- _WHAT TO DO_
Count the lines in the rows below that contain the string "jersey", treating uppercase and lowercase letters as different. Give only the number.

- _RECORDS PROVIDED_

::::::::::

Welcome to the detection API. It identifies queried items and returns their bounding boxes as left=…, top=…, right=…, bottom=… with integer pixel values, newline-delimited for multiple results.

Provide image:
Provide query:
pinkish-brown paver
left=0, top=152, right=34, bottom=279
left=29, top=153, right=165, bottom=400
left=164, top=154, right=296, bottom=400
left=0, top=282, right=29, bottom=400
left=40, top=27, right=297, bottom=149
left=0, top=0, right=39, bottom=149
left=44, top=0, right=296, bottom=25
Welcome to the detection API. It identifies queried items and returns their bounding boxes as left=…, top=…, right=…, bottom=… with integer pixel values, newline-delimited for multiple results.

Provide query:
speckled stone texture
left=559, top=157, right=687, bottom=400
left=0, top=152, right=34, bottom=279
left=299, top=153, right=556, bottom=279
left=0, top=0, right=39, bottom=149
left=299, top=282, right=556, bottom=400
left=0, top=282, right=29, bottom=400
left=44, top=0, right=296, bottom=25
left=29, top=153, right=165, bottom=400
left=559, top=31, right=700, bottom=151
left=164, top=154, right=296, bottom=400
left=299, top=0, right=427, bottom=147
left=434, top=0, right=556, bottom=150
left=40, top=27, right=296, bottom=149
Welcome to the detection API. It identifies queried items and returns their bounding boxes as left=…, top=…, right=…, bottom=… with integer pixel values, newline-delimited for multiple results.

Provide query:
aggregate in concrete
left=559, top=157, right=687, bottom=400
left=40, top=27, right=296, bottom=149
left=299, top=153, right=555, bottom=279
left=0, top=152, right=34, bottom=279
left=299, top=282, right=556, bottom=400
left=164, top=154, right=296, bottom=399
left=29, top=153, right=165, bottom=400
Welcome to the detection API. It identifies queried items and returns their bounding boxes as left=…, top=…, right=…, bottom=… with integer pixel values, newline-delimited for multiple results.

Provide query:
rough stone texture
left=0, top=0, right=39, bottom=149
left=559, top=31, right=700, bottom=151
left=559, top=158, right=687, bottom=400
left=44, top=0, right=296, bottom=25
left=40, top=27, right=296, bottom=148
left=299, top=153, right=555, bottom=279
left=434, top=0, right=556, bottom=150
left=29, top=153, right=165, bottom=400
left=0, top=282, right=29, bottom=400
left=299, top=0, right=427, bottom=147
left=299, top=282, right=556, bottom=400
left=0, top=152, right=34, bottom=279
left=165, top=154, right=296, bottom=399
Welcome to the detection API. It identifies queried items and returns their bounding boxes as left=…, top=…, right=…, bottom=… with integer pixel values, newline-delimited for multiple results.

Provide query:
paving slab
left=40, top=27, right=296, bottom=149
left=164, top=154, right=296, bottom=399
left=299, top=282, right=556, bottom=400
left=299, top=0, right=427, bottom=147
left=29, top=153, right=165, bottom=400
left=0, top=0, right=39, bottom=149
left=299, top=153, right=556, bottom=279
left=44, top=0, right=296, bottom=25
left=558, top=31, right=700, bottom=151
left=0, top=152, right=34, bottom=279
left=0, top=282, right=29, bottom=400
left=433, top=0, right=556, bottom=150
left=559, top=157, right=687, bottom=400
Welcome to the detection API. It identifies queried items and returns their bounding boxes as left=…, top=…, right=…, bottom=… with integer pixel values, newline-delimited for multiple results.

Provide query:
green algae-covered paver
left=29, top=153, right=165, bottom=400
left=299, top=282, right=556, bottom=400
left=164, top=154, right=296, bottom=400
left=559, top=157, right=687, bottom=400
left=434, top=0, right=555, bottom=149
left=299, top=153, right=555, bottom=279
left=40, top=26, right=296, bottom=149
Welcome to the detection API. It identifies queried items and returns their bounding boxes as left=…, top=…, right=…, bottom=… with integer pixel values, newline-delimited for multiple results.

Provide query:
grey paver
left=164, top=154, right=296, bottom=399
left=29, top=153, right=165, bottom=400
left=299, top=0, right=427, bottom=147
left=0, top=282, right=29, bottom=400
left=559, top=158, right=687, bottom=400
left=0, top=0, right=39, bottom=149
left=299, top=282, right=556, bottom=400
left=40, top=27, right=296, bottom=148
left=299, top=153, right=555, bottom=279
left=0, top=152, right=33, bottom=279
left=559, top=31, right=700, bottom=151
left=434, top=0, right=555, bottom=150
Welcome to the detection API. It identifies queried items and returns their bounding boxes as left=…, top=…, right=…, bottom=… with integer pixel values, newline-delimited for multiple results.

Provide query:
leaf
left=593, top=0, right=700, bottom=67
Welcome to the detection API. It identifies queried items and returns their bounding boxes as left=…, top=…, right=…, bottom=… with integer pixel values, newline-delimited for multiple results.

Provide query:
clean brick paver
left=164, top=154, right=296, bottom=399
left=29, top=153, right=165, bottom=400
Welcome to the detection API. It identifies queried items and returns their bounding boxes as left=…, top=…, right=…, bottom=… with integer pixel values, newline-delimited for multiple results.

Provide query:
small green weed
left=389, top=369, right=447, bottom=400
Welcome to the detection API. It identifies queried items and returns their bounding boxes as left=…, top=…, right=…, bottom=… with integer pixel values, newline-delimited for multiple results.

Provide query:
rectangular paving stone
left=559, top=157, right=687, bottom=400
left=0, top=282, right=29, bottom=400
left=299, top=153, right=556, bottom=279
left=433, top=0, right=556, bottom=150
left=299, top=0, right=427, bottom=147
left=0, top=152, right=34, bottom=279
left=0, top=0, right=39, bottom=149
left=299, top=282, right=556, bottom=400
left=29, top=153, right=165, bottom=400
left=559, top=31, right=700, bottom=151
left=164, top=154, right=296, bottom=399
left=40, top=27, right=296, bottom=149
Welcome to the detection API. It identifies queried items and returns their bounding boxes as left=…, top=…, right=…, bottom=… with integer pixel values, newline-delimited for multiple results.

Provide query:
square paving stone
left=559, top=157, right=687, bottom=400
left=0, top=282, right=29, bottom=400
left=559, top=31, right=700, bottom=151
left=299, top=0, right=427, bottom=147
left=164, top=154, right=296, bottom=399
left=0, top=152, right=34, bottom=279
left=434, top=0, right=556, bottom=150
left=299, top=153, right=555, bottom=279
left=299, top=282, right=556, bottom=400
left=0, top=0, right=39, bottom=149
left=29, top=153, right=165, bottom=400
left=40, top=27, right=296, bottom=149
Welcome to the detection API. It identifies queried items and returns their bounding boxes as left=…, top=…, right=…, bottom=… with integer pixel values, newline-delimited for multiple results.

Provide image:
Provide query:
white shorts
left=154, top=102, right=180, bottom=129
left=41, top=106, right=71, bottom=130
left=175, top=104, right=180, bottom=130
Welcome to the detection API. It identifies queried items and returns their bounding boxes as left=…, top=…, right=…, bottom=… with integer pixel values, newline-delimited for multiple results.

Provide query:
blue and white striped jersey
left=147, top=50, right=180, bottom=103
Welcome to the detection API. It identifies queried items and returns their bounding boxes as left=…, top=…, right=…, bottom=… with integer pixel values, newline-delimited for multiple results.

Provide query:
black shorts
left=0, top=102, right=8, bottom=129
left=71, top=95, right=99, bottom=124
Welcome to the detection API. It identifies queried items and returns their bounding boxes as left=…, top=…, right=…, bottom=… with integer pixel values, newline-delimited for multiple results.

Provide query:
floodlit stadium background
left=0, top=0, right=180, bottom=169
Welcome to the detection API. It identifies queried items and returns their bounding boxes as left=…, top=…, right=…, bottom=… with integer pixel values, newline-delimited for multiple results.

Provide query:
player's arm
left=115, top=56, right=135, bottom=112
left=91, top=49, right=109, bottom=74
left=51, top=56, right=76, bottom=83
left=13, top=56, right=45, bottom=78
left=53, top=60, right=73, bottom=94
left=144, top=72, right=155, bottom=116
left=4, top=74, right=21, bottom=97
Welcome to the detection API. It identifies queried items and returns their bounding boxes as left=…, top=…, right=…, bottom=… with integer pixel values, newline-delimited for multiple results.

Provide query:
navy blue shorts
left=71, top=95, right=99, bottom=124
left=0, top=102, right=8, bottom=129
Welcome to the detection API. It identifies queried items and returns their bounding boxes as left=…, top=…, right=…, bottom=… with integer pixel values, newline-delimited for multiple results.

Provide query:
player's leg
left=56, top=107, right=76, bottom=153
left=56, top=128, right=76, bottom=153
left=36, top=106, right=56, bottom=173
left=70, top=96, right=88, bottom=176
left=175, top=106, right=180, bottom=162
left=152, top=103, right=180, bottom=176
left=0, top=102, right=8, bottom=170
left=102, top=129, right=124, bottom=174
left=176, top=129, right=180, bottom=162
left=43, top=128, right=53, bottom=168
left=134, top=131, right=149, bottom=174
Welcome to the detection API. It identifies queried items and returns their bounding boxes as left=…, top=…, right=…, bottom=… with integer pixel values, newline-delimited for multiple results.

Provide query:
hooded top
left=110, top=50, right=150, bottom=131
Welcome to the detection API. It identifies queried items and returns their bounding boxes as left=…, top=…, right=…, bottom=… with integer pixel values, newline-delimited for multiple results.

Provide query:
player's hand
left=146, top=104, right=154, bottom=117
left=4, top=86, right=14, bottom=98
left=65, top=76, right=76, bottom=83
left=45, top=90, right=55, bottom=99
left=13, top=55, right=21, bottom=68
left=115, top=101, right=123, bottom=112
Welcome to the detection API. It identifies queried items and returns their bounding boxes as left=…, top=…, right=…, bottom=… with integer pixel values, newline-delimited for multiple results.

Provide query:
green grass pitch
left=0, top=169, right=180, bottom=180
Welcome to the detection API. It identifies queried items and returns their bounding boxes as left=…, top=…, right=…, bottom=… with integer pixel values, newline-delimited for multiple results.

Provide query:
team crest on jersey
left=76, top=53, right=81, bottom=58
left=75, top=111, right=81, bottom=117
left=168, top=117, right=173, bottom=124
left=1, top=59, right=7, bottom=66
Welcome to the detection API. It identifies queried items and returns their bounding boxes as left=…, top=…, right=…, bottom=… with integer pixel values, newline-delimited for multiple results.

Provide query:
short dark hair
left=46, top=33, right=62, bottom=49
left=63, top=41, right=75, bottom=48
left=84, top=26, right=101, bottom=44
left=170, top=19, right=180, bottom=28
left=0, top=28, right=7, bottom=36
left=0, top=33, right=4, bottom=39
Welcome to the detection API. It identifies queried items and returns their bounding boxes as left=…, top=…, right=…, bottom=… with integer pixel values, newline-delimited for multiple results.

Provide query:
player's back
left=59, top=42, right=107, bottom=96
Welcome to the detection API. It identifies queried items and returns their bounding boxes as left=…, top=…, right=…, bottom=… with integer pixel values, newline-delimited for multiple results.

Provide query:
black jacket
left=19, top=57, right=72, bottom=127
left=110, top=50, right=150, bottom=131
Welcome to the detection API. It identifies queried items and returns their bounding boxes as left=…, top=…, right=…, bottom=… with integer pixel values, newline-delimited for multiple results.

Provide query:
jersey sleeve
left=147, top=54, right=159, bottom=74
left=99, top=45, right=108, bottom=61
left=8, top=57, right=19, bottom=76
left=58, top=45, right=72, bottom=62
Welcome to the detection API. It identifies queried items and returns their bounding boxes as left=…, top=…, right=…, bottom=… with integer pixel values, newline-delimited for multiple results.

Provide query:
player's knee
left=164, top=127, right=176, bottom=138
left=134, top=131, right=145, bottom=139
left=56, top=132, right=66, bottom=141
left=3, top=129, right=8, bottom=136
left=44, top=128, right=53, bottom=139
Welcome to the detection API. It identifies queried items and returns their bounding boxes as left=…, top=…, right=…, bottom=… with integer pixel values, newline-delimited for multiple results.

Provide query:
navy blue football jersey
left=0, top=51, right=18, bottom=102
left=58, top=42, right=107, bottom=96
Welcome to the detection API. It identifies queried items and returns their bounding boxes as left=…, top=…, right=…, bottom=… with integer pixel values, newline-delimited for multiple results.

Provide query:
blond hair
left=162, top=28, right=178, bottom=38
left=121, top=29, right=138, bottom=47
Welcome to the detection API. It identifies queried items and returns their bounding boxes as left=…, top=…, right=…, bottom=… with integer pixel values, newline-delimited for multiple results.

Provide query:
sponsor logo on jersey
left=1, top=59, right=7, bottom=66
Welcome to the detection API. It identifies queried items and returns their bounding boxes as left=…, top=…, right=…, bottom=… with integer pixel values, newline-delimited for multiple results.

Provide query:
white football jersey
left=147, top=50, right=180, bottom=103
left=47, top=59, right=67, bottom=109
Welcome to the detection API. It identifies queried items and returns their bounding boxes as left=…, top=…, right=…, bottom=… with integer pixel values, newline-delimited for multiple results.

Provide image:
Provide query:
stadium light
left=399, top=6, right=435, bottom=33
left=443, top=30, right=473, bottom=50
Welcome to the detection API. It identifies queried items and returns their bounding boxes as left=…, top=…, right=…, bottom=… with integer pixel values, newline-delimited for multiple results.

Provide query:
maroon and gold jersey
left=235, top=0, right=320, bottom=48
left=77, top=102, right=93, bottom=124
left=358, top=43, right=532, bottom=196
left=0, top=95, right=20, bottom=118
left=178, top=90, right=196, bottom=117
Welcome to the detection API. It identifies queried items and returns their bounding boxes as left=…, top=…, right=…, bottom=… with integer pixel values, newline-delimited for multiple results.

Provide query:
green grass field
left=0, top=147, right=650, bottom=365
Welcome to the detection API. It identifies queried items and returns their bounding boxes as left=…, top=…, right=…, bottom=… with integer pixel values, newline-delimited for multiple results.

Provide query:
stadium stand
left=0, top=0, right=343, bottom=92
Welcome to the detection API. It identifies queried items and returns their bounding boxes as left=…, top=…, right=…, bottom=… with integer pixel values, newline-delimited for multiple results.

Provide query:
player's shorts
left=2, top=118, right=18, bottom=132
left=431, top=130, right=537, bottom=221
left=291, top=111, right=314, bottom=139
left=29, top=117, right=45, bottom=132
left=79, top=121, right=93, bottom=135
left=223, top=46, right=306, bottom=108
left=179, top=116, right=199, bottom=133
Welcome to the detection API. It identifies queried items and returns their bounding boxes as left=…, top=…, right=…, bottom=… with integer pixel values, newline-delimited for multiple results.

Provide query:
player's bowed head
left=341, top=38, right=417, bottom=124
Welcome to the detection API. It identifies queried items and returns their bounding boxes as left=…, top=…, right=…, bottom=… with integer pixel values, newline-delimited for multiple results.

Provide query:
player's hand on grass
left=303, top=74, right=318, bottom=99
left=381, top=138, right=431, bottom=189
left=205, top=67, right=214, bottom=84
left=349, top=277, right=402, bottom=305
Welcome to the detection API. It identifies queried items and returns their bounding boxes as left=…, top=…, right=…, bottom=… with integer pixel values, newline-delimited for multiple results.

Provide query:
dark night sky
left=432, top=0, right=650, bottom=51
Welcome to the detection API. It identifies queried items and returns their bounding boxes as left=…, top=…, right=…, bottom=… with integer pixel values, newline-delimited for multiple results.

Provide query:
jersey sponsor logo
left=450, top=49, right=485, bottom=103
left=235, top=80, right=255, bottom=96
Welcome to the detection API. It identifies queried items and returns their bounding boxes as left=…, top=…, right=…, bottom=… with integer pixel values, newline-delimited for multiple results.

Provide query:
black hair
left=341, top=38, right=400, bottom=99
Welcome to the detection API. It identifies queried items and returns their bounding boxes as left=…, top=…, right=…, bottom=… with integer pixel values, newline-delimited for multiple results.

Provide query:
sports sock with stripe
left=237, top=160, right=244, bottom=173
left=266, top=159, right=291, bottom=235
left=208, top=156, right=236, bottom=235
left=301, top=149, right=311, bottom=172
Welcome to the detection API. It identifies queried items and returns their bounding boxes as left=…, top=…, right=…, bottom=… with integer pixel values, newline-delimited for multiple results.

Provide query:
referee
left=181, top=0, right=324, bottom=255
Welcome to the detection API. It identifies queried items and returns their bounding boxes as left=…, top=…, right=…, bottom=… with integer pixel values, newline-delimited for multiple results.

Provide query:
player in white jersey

::::::::::

- _FULL RESPONSE_
9